◆ **YOUR INSTRUCTIONS**: All of the material should be reproduced exactly, with pictures left out.

*** DATASET EXCERPTS ***

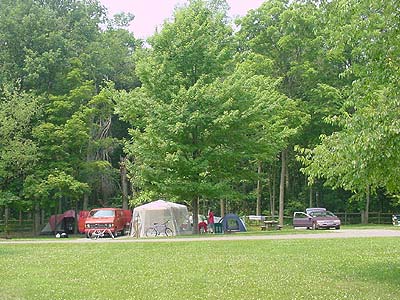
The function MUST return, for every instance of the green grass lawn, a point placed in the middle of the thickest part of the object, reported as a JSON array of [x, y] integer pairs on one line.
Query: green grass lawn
[[263, 269]]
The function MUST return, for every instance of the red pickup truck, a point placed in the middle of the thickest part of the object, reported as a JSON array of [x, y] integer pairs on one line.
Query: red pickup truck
[[114, 220]]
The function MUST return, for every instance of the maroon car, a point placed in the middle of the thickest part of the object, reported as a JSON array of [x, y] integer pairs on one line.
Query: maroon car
[[316, 218]]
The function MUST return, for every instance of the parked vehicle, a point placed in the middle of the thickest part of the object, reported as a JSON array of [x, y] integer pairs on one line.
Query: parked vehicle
[[316, 218], [108, 220]]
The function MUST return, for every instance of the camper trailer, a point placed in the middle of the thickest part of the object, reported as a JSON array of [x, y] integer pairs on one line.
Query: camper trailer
[[113, 221]]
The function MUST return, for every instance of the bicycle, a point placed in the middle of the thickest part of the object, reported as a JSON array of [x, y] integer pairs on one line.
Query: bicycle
[[158, 229], [99, 233]]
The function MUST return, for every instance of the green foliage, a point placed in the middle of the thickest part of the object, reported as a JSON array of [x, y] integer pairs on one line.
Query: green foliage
[[200, 117], [365, 152]]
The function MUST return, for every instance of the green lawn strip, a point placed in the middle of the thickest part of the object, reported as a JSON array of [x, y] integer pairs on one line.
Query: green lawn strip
[[367, 268]]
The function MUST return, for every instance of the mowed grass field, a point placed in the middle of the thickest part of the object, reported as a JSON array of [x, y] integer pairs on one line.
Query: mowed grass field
[[353, 268]]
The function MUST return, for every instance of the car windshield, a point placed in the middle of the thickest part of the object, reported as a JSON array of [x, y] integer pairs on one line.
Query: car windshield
[[102, 213], [321, 214]]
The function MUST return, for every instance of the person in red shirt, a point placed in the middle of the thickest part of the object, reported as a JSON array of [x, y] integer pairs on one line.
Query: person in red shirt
[[203, 226], [210, 221]]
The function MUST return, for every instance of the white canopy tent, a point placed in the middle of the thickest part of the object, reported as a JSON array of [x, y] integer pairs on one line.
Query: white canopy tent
[[160, 211]]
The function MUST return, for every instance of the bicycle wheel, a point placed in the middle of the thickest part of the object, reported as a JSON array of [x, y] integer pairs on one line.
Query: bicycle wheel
[[168, 231], [151, 232]]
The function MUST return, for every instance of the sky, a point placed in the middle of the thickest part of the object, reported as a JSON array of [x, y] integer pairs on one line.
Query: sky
[[150, 14]]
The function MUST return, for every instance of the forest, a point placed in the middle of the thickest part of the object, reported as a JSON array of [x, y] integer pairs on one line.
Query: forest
[[294, 105]]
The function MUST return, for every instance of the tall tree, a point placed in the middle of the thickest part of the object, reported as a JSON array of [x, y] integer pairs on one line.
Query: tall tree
[[363, 155], [200, 118]]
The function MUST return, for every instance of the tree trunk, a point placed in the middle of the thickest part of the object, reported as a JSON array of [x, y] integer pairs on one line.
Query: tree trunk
[[195, 206], [6, 217], [124, 183], [282, 187], [259, 189], [366, 212], [36, 219], [273, 194], [222, 204], [85, 201]]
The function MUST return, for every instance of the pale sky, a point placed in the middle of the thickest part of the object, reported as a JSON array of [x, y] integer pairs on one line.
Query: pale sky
[[150, 14]]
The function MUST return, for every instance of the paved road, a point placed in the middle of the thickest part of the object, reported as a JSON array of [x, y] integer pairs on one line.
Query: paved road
[[323, 234]]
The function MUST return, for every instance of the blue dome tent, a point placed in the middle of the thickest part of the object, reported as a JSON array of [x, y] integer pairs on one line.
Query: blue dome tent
[[232, 222]]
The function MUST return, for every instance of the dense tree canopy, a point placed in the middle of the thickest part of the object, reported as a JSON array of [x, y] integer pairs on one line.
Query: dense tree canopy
[[204, 111]]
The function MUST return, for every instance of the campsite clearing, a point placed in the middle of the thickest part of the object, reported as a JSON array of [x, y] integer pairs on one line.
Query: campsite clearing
[[350, 268]]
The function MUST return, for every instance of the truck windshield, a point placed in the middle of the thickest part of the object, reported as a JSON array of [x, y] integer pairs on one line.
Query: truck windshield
[[102, 213]]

***

◆ **SOLUTION FOR THIS PROBLEM**:
The function MUST return, for every instance of the green grass lawn, a point placed in the middle of the thickest part of the object, reported as a JSON array of [x, y] integer pairs on one line.
Query: green grass lawn
[[263, 269]]
The function MUST return, for every instance of the red pickup truck, a point placed in the middle of the thickest part of the object, reported as a JSON array of [x, y] integer pairs on one line.
Query: red pickup truck
[[114, 220]]
The function MUST return, for every instance of the maroon car, a point placed in the middle of the thickest part of the object, reported as a JSON array of [x, y] integer pairs on one line.
Query: maroon car
[[316, 218]]
The function MUST return, for every instance of the parked vehicle, a point placed in the middle of the thickest part of the object, reported as a JSON array of [x, y] integer pairs on one line.
Query: parked vehicle
[[316, 218], [108, 220]]
The function MUST return, for every instance of the camper trailer, a point placed in the middle of the thickest part of the object, reported as a JSON array of [x, y] integer pairs on one line.
Query: camper trailer
[[113, 221]]
The function MUST return, for every instance of the bicycle, a point placed in the middle of the thickest part of the object, reported as a JSON array of [x, y] integer pairs on one line.
Query: bicycle
[[158, 229], [99, 233]]
The function MUST return, for every instance of the green foliage, a point placed in the middle of the thickest part of the object, reported as a JSON array of [x, y] integer pairs on one line.
Query: green foliage
[[200, 117], [365, 152]]
The function MUST return, for every instance of the green lawn strip, a point placed in the middle of the thickest part of the object, reported as a JSON array of [x, y] integer pairs on one line.
Query: green lawn strip
[[367, 268]]
The function MUST return, for every instance of the mowed grass field, a point placed in the middle of the thickest part of the object, reported as a JSON array of [x, y] integer pairs on one line.
Query: mowed grass field
[[353, 268]]
The function MUST return, for every instance of the car windshield, a point placed in the middle of the thickest part of the object, reported as a JSON array of [x, y] integer pairs on one line.
Query: car windshield
[[102, 213], [321, 214]]
The function MUST return, for every instance of the person in red shirt, a point placed in the middle of the thickest part of the object, reported as a JSON array of [x, y] integer pairs on one line.
Query: person in red shirt
[[203, 226], [210, 221]]
The function MUST return, for every instance of the white canopy tent, a point placed in the middle of the thickest part of the object, reported as a JSON array of [x, y] integer pairs on one line.
Query: white canopy tent
[[160, 211]]
The function MUST return, for every instance of the bicycle wheel, a point placed in the middle of the thickest part of the object, reported as a JSON array of [x, y] integer pairs on one line.
Query: bicycle wheel
[[168, 231], [151, 232]]
The function MUST return, for every instance of the sky, a point placed in the middle of the thickest part of the object, reported as a JSON array of [x, y] integer pairs on one line.
Query: sky
[[150, 14]]
The function MUST return, for every instance of the forest, a point placed in the middle of the thickest part of the object, reported as a JSON array of [x, y] integer pairs on one line.
Query: forest
[[294, 105]]
The function MUST return, for every instance of the tall tree, a point placed in the middle of the thickest part of the object, reported as a JSON array of [x, y] integer pairs on one line.
Query: tall tree
[[363, 155], [200, 118]]
The function MUST return, for every instance of the tree trunk, a point placed in the middle of the thickest part of the object, reported as a JSON array of [x, y] integer pairs on one line.
Query: tree trunk
[[195, 206], [6, 217], [124, 183], [282, 187], [259, 189], [366, 212], [36, 219], [273, 194], [222, 204], [85, 201]]
The function MUST return, for every instance of the pale sky, a point placed in the middle of the thickest part of the object, reported as a JSON array of [x, y] integer pairs on one line.
Query: pale sky
[[150, 14]]
The function MUST return, for every instance of the paved road, a point placed in the middle of the thickest part of the object, reported as a JSON array of [x, y] integer pairs on one line.
Query: paved road
[[323, 234]]
The function MUST return, for every instance of the blue dome tent, a point placed in the middle of the thickest part of the object, reported as a JSON array of [x, y] integer pairs on one line.
Query: blue dome tent
[[232, 222]]
The function MUST return, for every instance of the dense tree canopy, a point placed in the middle of the thickest part of the object, reported as a JSON array of [x, y] integer pairs on one line.
Query: dense tree canopy
[[204, 111]]
The function MUST return, for every instance of the campsite clearing, a point placed in the middle of the thickest part of the object, reported as a JSON array of [x, y] integer pairs on one line.
Query: campsite clearing
[[350, 268]]
The function MUST return, for every instance of the truck windshield, a point placed in the middle of the thickest part of the object, reported as a JSON array of [x, y] integer pairs on one line.
Query: truck windshield
[[102, 213]]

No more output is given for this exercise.